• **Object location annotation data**

::::

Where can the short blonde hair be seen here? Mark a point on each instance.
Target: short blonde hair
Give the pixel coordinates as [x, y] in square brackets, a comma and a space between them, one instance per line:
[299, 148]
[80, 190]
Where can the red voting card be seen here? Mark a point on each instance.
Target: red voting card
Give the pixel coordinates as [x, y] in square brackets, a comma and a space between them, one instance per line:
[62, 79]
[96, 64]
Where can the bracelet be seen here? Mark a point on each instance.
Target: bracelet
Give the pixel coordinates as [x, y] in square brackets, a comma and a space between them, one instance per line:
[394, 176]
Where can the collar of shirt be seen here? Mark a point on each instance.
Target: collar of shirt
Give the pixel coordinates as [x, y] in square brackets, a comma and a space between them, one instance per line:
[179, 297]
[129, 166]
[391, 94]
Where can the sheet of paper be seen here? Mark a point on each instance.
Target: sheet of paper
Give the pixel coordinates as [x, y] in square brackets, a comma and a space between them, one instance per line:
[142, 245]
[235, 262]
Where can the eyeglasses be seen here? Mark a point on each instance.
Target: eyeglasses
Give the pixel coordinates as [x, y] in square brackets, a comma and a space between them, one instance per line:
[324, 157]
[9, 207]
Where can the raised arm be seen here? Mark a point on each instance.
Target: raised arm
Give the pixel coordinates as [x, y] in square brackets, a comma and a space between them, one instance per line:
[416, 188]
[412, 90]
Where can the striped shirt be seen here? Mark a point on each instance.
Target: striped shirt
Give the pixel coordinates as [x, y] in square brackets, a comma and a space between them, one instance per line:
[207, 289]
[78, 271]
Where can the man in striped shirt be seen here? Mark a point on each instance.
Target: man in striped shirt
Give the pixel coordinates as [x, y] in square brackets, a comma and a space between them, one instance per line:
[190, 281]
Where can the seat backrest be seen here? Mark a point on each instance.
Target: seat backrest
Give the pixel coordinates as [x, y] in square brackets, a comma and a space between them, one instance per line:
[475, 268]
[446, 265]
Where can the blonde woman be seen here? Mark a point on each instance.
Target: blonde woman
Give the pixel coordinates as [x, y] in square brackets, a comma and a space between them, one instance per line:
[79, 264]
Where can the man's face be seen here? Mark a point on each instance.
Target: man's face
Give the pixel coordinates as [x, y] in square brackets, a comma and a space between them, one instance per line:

::::

• **DIRECTIVE**
Could you give again exactly the lines from the line containing "Where can the man in" through the final line of the data above, and no others?

• **SOLUTION FOR THIS TASK**
Where can the man in striped shirt be seen here? Mark a point on each instance.
Target: man in striped shirt
Give the pixel coordinates as [x, y] in square brackets, a comma and a space between them, one instance per line:
[190, 281]
Where can the seat backrest be seen here? Mark a point on each instance.
Target: seat backrest
Give the pixel coordinates as [x, y] in square brackets, a comma and a space between them, one instance per line:
[475, 268]
[446, 265]
Where can the blonde woman be seen here? Mark a point on each instance.
Target: blonde woman
Give the pixel coordinates as [x, y] in square brackets, a comma and a space between them, one instance per line:
[79, 264]
Where can the man's face be seen here? Mark a point on each instance.
Target: man's face
Give the pixel coordinates as [x, y] in square brackets, a comma and a space between them, one instance per line:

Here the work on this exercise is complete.